Short exercise: The records should be written out in full, with nothing altered.

Materials provided:
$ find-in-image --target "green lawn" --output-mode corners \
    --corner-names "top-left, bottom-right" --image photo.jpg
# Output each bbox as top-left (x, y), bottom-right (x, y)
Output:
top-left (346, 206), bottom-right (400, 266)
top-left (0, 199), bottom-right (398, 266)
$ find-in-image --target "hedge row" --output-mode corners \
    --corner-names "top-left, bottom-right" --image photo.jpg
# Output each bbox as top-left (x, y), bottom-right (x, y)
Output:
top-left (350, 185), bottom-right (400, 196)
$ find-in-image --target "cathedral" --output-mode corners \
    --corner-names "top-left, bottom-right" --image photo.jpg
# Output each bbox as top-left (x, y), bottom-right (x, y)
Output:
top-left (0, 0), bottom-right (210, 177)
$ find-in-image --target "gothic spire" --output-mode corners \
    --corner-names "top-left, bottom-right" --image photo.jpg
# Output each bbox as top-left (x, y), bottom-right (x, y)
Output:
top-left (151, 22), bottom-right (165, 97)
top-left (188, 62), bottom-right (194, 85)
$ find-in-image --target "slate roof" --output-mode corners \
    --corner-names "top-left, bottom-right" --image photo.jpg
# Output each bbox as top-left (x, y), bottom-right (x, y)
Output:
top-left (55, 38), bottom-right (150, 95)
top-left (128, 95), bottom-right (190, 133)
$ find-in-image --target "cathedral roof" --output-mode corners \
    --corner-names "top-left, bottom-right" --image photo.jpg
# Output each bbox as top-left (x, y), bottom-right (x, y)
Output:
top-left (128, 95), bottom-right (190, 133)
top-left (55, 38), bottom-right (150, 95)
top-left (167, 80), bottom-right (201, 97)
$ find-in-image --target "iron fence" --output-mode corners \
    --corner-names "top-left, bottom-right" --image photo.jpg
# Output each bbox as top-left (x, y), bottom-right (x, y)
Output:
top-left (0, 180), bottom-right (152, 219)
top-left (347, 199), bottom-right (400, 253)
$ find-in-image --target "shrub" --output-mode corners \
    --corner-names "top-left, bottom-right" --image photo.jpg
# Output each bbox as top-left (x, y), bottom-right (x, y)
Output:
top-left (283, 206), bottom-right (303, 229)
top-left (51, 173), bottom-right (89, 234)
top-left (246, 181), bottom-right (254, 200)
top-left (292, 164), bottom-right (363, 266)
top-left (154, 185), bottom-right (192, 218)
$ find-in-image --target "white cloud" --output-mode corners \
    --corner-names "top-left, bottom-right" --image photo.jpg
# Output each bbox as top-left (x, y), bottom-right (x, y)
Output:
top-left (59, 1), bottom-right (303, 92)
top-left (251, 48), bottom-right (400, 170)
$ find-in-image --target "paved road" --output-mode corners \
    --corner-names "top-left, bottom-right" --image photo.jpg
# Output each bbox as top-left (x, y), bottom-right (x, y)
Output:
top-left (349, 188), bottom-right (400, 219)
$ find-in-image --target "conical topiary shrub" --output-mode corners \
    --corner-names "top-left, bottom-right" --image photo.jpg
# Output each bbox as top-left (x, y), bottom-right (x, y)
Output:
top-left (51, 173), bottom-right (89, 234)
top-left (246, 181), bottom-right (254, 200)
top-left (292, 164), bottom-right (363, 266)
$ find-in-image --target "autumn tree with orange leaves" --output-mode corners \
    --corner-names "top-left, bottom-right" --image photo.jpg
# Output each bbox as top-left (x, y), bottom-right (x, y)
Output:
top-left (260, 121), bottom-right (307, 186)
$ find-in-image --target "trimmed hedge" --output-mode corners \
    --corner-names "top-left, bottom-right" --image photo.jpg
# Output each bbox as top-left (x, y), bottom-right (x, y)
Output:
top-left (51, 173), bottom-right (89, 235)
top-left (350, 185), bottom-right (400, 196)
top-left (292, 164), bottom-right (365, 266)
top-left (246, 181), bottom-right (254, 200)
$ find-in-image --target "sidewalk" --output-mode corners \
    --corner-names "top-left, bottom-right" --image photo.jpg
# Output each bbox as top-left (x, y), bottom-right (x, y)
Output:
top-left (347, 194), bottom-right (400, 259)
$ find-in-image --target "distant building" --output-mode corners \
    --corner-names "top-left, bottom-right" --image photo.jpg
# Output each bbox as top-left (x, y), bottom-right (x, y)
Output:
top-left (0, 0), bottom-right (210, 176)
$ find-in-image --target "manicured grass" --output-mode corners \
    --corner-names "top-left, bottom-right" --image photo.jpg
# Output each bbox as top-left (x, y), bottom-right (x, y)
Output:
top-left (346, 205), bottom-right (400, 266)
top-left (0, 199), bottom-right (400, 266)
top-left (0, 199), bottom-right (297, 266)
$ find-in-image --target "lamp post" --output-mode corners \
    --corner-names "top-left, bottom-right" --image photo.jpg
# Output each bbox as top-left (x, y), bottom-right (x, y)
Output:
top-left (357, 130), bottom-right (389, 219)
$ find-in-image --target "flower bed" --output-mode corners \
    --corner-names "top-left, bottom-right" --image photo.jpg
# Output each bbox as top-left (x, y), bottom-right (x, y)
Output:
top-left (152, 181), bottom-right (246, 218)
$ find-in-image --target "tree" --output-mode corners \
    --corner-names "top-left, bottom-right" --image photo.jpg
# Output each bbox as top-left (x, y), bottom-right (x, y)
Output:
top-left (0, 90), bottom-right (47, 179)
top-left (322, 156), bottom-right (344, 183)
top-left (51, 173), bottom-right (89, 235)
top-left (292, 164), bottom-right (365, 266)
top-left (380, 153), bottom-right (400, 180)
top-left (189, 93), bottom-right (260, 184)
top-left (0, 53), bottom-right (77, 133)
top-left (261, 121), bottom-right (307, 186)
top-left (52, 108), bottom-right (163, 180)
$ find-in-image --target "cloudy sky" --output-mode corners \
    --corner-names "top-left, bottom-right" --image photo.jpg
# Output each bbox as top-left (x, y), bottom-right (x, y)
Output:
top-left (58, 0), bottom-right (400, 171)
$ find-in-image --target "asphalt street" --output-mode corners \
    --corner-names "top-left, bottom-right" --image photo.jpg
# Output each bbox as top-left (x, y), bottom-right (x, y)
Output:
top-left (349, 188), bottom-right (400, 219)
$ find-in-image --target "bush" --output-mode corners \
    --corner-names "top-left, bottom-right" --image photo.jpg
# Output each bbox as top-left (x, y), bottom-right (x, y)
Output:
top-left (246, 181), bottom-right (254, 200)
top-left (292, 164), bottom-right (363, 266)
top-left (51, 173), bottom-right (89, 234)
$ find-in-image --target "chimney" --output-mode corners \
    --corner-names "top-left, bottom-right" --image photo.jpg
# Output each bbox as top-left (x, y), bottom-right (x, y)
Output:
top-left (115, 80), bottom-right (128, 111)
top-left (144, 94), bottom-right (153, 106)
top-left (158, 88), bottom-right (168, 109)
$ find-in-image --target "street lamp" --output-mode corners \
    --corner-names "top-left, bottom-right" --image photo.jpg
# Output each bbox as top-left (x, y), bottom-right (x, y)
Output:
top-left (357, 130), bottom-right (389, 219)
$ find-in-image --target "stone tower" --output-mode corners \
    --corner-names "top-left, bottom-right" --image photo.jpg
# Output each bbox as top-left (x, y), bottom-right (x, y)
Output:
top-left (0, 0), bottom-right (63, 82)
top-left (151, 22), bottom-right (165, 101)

Correct result:
$ find-in-image --target "green lawn" --output-mode corners \
    --corner-names "top-left, bottom-right" --image photo.jpg
# Output each bbox as top-left (x, y), bottom-right (x, y)
Output:
top-left (346, 206), bottom-right (400, 266)
top-left (0, 199), bottom-right (398, 266)
$ find-in-image --target "hedge row" --output-mode corners \
    --corner-names "top-left, bottom-right" --image photo.jpg
# Output each bbox as top-left (x, y), bottom-right (x, y)
Output:
top-left (350, 185), bottom-right (400, 196)
$ find-in-image --target "cathedral" --output-mode corners \
    --corner-names "top-left, bottom-right" --image photo.jpg
# Output each bbox as top-left (x, y), bottom-right (x, y)
Output:
top-left (0, 0), bottom-right (210, 177)
$ find-in-image --target "gothic spire" --output-mode corners \
    --corner-names "top-left, bottom-right" --image photo.jpg
# Output each bbox as top-left (x, y), bottom-right (x, y)
Output:
top-left (151, 22), bottom-right (165, 97)
top-left (188, 62), bottom-right (194, 85)
$ find-in-image --target "slate roof" --output-mode corners \
    --corner-names "top-left, bottom-right" --image photo.jpg
# Output each bbox as top-left (x, y), bottom-right (x, y)
Output:
top-left (55, 38), bottom-right (150, 95)
top-left (128, 95), bottom-right (190, 133)
$ find-in-image --target "cathedral roof" --output-mode corners \
    --corner-names "top-left, bottom-right" --image photo.jpg
# Output each bbox as top-left (x, y), bottom-right (x, y)
Output:
top-left (128, 95), bottom-right (190, 133)
top-left (55, 38), bottom-right (150, 95)
top-left (167, 80), bottom-right (201, 97)
$ find-in-image --target "iron fence" --output-mode corners \
    --corner-names "top-left, bottom-right" --image photo.jpg
# Output each bbox as top-left (x, y), bottom-right (x, y)
Output:
top-left (0, 180), bottom-right (152, 219)
top-left (347, 199), bottom-right (400, 253)
$ find-in-image --target "shrub" --output-mode corners \
    --corner-names "top-left, bottom-right" --image photo.jpg
# Output each bbox as top-left (x, y), bottom-right (x, y)
Output:
top-left (283, 206), bottom-right (303, 229)
top-left (51, 173), bottom-right (89, 234)
top-left (246, 181), bottom-right (254, 200)
top-left (292, 164), bottom-right (363, 266)
top-left (154, 185), bottom-right (192, 218)
$ find-in-image --target "white cloud" --output-mode corners \
    --corner-names "top-left, bottom-right" --image photo.jpg
# Output each bbox as top-left (x, y), bottom-right (x, y)
Output:
top-left (59, 1), bottom-right (303, 92)
top-left (251, 48), bottom-right (400, 170)
$ find-in-image --target "paved road" --output-mode corners \
    --corner-names "top-left, bottom-right" --image photo.jpg
# Output each bbox as top-left (x, y), bottom-right (x, y)
Output:
top-left (349, 188), bottom-right (400, 219)
$ find-in-image --target "conical topiary shrub" --output-mode corners \
    --corner-names "top-left, bottom-right" --image photo.jpg
# Output each bbox as top-left (x, y), bottom-right (x, y)
Output:
top-left (51, 173), bottom-right (89, 234)
top-left (246, 181), bottom-right (254, 200)
top-left (292, 164), bottom-right (363, 266)
$ find-in-image --target "autumn tree with orange leaves" --output-mode corners \
    --corner-names "top-left, bottom-right" --image photo.jpg
# Output each bbox as top-left (x, y), bottom-right (x, y)
Output:
top-left (260, 121), bottom-right (307, 186)
$ find-in-image --target "trimmed hedge" --output-mode corners \
    --corner-names "top-left, bottom-right" --image photo.jpg
# Output each bbox as top-left (x, y), bottom-right (x, y)
Output:
top-left (51, 173), bottom-right (89, 235)
top-left (350, 185), bottom-right (400, 196)
top-left (292, 164), bottom-right (365, 266)
top-left (246, 181), bottom-right (254, 200)
$ find-in-image --target "sidewalk" --output-mode corners \
    --corner-names "top-left, bottom-right" --image photo.jpg
# Output each bbox as top-left (x, y), bottom-right (x, y)
Output:
top-left (347, 194), bottom-right (400, 259)
$ find-in-image --target "distant building" --output-mode corners \
    --corner-names "top-left, bottom-right" --image photo.jpg
# Output each bbox as top-left (x, y), bottom-right (x, y)
Output:
top-left (0, 0), bottom-right (210, 176)
$ find-in-image --target "manicured grass" --output-mode corners \
    --corner-names "top-left, bottom-right" --image photo.jpg
# Output each bbox as top-left (x, y), bottom-right (x, y)
Output:
top-left (346, 205), bottom-right (400, 266)
top-left (0, 199), bottom-right (400, 266)
top-left (0, 199), bottom-right (297, 266)
$ find-in-image --target "lamp post" --output-mode corners \
    --corner-names "top-left, bottom-right" --image photo.jpg
# Output each bbox as top-left (x, y), bottom-right (x, y)
Output:
top-left (357, 130), bottom-right (389, 219)
$ find-in-image --target "flower bed" --output-mode corners \
    --corner-names "top-left, bottom-right" --image photo.jpg
# Output each bbox as top-left (x, y), bottom-right (x, y)
Output:
top-left (152, 181), bottom-right (246, 218)
$ find-in-image --target "tree" --output-mode corners \
    --corner-names "top-left, bottom-right" --image photo.jpg
# Output each bbox as top-left (x, y), bottom-right (x, y)
Output:
top-left (0, 90), bottom-right (47, 179)
top-left (322, 156), bottom-right (344, 183)
top-left (51, 173), bottom-right (89, 235)
top-left (292, 164), bottom-right (365, 266)
top-left (380, 153), bottom-right (400, 180)
top-left (189, 93), bottom-right (260, 184)
top-left (0, 53), bottom-right (77, 133)
top-left (261, 121), bottom-right (307, 186)
top-left (52, 108), bottom-right (163, 180)
$ find-in-image --target "cloudy sky" --output-mode corners \
    --corner-names "top-left, bottom-right" --image photo.jpg
# Output each bbox as top-left (x, y), bottom-right (x, y)
Output:
top-left (58, 0), bottom-right (400, 171)
$ find-in-image --target "asphalt street" --output-mode corners \
    --corner-names "top-left, bottom-right" --image photo.jpg
# Output each bbox as top-left (x, y), bottom-right (x, y)
Output:
top-left (349, 188), bottom-right (400, 219)
$ find-in-image --target "bush" --output-mode corners \
    --corner-names "top-left, bottom-right" --image photo.jpg
# Output each bbox as top-left (x, y), bottom-right (x, y)
Output:
top-left (246, 181), bottom-right (254, 200)
top-left (292, 164), bottom-right (363, 266)
top-left (51, 173), bottom-right (89, 234)
$ find-in-image --target "chimney" --output-mode corners \
    --corner-names "top-left, bottom-right" --image photo.jpg
# Output each bbox as top-left (x, y), bottom-right (x, y)
Output:
top-left (115, 80), bottom-right (128, 111)
top-left (144, 94), bottom-right (153, 106)
top-left (158, 88), bottom-right (168, 109)
$ find-in-image --target "street lamp" --output-mode corners \
    --corner-names "top-left, bottom-right" --image photo.jpg
# Output each bbox as top-left (x, y), bottom-right (x, y)
Output:
top-left (357, 130), bottom-right (389, 219)
$ find-in-image --target "stone tower" --output-mode corners \
    --corner-names "top-left, bottom-right" --image photo.jpg
# Output each bbox as top-left (x, y), bottom-right (x, y)
Output:
top-left (0, 0), bottom-right (63, 82)
top-left (151, 22), bottom-right (165, 101)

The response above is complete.